**TASK STATEMENT:**
Edit the entries below so that "Target" becomes "Object" wherever it occurs. Leave everything else unchanged.

Dataset entries about object locations
## start
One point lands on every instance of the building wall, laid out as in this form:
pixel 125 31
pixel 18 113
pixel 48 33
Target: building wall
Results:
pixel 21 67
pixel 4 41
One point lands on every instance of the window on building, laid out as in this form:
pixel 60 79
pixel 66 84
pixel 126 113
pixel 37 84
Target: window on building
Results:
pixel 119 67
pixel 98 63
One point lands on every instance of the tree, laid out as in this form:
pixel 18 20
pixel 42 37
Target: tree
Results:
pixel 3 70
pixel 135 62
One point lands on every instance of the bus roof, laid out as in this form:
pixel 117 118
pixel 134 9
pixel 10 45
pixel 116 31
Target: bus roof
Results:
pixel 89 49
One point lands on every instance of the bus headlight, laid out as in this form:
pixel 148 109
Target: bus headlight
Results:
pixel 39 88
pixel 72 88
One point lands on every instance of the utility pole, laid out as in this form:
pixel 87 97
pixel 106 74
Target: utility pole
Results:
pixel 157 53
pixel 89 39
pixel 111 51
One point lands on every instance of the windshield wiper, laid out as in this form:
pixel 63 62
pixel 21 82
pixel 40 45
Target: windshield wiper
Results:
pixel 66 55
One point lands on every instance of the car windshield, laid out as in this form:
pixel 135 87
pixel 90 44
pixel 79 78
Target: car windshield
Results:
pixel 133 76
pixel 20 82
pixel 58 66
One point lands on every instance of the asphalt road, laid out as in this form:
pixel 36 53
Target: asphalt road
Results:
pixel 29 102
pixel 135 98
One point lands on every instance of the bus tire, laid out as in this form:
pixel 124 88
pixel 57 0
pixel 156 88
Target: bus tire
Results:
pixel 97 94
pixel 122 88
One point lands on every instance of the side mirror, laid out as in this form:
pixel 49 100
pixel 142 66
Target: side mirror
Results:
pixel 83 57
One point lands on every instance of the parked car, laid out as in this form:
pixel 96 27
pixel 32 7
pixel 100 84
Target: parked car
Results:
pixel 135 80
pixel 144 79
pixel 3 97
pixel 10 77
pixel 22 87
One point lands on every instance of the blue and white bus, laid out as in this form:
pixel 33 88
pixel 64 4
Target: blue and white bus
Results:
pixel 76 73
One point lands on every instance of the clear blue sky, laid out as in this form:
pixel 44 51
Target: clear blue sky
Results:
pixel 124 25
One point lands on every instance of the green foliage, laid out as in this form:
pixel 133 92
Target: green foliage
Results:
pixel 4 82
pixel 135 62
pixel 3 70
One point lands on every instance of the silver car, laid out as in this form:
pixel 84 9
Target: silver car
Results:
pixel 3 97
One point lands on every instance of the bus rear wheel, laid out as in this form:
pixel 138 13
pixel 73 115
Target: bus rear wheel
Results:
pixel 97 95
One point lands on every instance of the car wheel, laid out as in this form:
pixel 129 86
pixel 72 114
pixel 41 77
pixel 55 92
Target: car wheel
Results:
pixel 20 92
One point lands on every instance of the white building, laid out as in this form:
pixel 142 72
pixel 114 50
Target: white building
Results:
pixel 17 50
## end
**EXPECTED ANSWER:**
One point lands on every instance of the building wall, laid out as in this form:
pixel 125 31
pixel 18 113
pixel 48 33
Object: building wall
Results:
pixel 21 67
pixel 4 41
One point lands on every instance of the window on building, laid out as in this form:
pixel 60 79
pixel 66 84
pixel 126 113
pixel 37 84
Object: window on building
Results:
pixel 119 67
pixel 98 63
One point lands on every instance of the tree, laid out as in this form:
pixel 18 20
pixel 42 37
Object: tree
Results:
pixel 3 70
pixel 135 62
One point lands on every instance of the bus roof, laid out as in this form:
pixel 117 118
pixel 134 9
pixel 10 45
pixel 116 31
Object: bus roof
Results:
pixel 89 49
One point lands on every instance of the bus headlight, laid out as in this form:
pixel 148 109
Object: bus headlight
Results:
pixel 39 88
pixel 72 88
One point lands on every instance of the utility pole, laid out as in this form:
pixel 87 97
pixel 106 74
Object: utility pole
Results:
pixel 157 53
pixel 89 39
pixel 111 51
One point lands on every instance of the windshield wiper, laid out as in this form:
pixel 63 62
pixel 21 82
pixel 40 45
Object: windshield wiper
Results:
pixel 66 55
One point lands on every instance of the car windshield, laid out as in this form:
pixel 135 87
pixel 90 44
pixel 79 78
Object: car windshield
Results:
pixel 133 76
pixel 20 82
pixel 58 66
One point lands on every instance of the asphalt road, laid out as in this form:
pixel 36 53
Object: asphalt road
Results:
pixel 29 102
pixel 135 98
One point lands on every instance of the bus tire, laid out as in this form:
pixel 124 88
pixel 57 0
pixel 156 88
Object: bus tire
Results:
pixel 97 94
pixel 122 88
One point lands on every instance of the side mirror, laid out as in this form:
pixel 49 100
pixel 142 66
Object: side mirror
Results:
pixel 83 57
One point lands on every instance of the parked car, laid out as in this form:
pixel 96 27
pixel 32 7
pixel 100 84
Object: parked car
Results:
pixel 135 80
pixel 144 79
pixel 3 97
pixel 10 77
pixel 22 87
One point lands on every instance of the blue and white bus, laid out as in this form:
pixel 33 88
pixel 64 4
Object: blue and white bus
Results:
pixel 76 73
One point lands on every instance of the clear blue sky, laid out as in this form:
pixel 44 51
Object: clear blue sky
Results:
pixel 124 25
One point lands on every instance of the green foliage, laid out as in this form:
pixel 133 92
Object: green foliage
Results:
pixel 4 82
pixel 135 62
pixel 3 70
One point lands on every instance of the silver car, laid out as in this form:
pixel 84 9
Object: silver car
Results:
pixel 3 97
One point lands on every instance of the bus rear wheel, laid out as in this form:
pixel 138 13
pixel 73 115
Object: bus rear wheel
Results:
pixel 97 95
One point lands on every instance of the car wheel, laid out as in this form:
pixel 129 86
pixel 72 114
pixel 41 77
pixel 55 92
Object: car wheel
Results:
pixel 20 92
One point lands on every instance of the white building, laid out as in this form:
pixel 142 72
pixel 114 50
Object: white building
Results:
pixel 17 50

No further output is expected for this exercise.